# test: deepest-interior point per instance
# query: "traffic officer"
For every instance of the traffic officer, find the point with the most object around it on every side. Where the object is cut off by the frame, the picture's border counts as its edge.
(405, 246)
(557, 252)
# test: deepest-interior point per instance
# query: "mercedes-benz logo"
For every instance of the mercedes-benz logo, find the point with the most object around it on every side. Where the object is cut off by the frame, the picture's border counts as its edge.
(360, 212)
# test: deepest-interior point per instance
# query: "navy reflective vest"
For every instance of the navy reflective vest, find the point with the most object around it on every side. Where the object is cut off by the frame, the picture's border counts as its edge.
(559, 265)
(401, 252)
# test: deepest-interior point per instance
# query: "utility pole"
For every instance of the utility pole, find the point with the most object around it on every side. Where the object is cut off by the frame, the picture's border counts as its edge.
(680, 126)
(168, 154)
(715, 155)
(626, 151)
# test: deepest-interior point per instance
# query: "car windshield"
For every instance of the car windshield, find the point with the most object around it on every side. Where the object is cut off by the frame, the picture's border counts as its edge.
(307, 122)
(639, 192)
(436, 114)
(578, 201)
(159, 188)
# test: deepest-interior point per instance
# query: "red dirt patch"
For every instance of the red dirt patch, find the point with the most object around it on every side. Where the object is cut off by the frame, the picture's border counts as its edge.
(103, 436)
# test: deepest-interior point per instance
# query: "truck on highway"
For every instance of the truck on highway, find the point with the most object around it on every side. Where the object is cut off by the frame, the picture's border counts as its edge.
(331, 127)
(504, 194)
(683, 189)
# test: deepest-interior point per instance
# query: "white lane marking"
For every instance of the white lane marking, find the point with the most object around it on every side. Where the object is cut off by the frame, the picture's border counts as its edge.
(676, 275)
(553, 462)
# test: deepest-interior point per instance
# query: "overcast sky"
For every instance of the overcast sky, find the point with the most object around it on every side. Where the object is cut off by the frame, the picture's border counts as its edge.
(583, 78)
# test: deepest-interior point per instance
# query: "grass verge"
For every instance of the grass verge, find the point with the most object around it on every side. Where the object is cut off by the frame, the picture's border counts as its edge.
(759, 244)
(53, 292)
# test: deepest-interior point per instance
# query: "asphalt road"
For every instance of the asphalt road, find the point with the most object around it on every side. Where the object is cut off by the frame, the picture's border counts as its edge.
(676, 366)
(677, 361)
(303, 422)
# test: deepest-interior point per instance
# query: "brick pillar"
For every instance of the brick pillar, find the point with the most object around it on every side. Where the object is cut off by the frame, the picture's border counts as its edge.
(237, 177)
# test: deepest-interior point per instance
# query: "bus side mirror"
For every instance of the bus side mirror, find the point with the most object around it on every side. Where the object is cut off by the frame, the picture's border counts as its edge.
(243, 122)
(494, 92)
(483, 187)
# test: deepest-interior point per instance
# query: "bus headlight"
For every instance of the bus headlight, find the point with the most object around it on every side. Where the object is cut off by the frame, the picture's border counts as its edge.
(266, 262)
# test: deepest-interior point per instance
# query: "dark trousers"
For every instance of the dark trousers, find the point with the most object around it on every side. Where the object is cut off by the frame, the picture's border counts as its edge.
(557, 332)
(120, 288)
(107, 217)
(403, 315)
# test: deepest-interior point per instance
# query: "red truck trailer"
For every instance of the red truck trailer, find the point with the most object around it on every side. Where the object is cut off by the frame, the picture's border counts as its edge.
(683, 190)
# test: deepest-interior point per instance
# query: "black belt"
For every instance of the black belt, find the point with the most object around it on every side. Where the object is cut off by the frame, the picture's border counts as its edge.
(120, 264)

────────────────────────────────────────

- GIVEN EXERCISE
Write out the data exactly as it stands.

- SOLUTION FOR THIS EXERCISE
# test: deepest-interior point per instance
# query: "traffic officer"
For every instance of the traffic officer, find the point with the most object around it on every side. Where the object is cut off by the frame, the picture's border counts as its edge.
(405, 246)
(557, 252)
# test: deepest-interior point per instance
# query: "mercedes-benz logo"
For every instance of the mercedes-benz logo, find the point with the most object around it on every side. Where the object is cut off by the frame, the picture's border counts as its edge.
(360, 212)
# test: deepest-interior point per instance
# query: "navy reflective vest"
For every instance of the navy reflective vest, find the point with the most object around it on every side. Where the object is cut off by the frame, the picture's border counts as its edge.
(559, 265)
(401, 252)
# test: deepest-interior point per instance
# query: "utility pole"
For every instance of the utility pole, find the point with the most object around it on every side. Where the object is cut off by the frame, the picture's border counts as its edge.
(680, 126)
(168, 154)
(715, 155)
(626, 151)
# test: deepest-interior point per instance
# query: "car windshield"
For every instance of the car windshield, find the point with the most object around it on every side. Where the object is cut off by the frame, the picture's border counts as its edge.
(307, 122)
(639, 192)
(436, 114)
(578, 201)
(159, 188)
# test: deepest-interior point per instance
# query: "red dirt patch"
For every instance of the red dirt patch, find the point with the most object around it on every side. Where the object is cut off by the frame, the picture's border counts as its edge.
(103, 436)
# test: deepest-interior point per instance
# query: "truck on highway"
For every instance of the truck on highway, find the point with the most object around it on every side. Where the object is cut off by the frame, the picture's border counts as its edge.
(331, 127)
(504, 194)
(683, 189)
# test: deepest-interior point per instance
# query: "white lane marking"
For every instance of the white lane marking, find the point with the most object around it on every side. Where the object is cut off by the frame, the picture's border counts as its edge.
(676, 275)
(553, 462)
# test: deepest-interior point per instance
# query: "overcast sky"
For every instance of the overcast sky, find the point with the most object around it on every side. Where the object is cut off by the frame, the picture's border counts as its edge.
(583, 78)
# test: deepest-interior point per instance
# query: "grass verge"
For every instance of the grass verge, find the point with the most object around it on every side. Where the object is cut off by the frame, the picture's border counts as its edge.
(759, 244)
(53, 292)
# test: deepest-interior point per instance
# query: "asphalt road"
For every instance of the asphalt road, find the point with the most object around it on every side. Where the object is cut off by the frame, the picture's border counts as its edge.
(676, 366)
(677, 361)
(303, 422)
# test: deepest-interior point per instance
# query: "brick pillar"
For every instance of the brick pillar, find the point with the most object around it on every side. Where the object is cut off by the frame, the picture's border counts as its edge.
(237, 177)
# test: deepest-interior point per instance
# query: "bus side mirror"
For every instance of the bus side mirror, find the point with the most object around it on every side. Where the object is cut off by the frame, the picture's border counts as its edge.
(243, 122)
(494, 92)
(483, 187)
# test: deepest-interior point per instance
# query: "bus headlight"
For every instance of the bus headlight, find the point with the most object around it on every side. Where the object is cut off by the frame, the picture's border counts as its edge.
(266, 262)
# test: deepest-interior point per instance
# query: "dark trousers"
For every instance of the dark trousers, find the point with the most object around it on every side. Where the object is cut off by the frame, the picture's border counts as its edge.
(557, 332)
(120, 288)
(107, 217)
(403, 315)
# test: deepest-interior point per instance
# query: "red truck trailer"
For every instance of the red truck trailer, find the point with the most object around it on every side. Where the object is cut off by the frame, the picture's border counts as its edge.
(683, 190)
# test: deepest-interior point per instance
# query: "black belt"
For every instance of the black belt, find the point with the most object around it on every side. Where the object is cut off by the frame, the picture's border counts as its edge.
(120, 264)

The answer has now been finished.